··· SUPPLIED RECORDS ···

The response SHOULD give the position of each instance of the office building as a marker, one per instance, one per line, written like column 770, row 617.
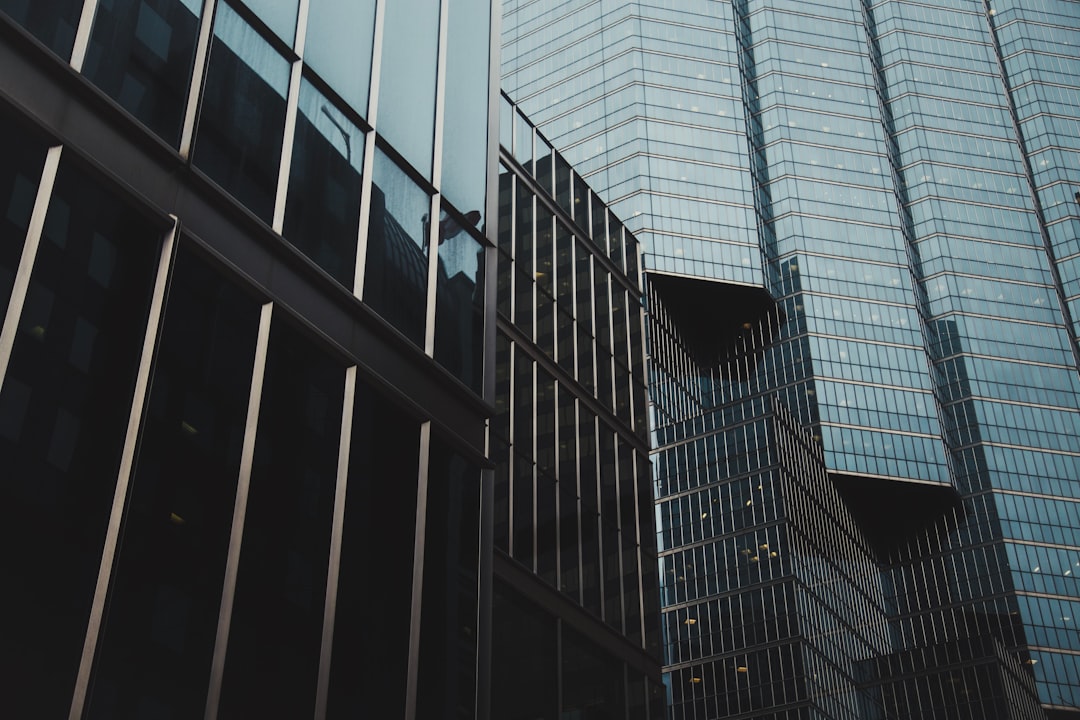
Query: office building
column 246, row 357
column 576, row 613
column 883, row 194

···

◆ WORK INSTRUCTIONS:
Write out all the material above word for word, without the pictures.

◆ RIGHT ANSWER:
The response SHOULD give the position of each instance of the office building as a marker, one per instance, one per line, written like column 770, row 617.
Query: office building
column 246, row 357
column 576, row 613
column 883, row 194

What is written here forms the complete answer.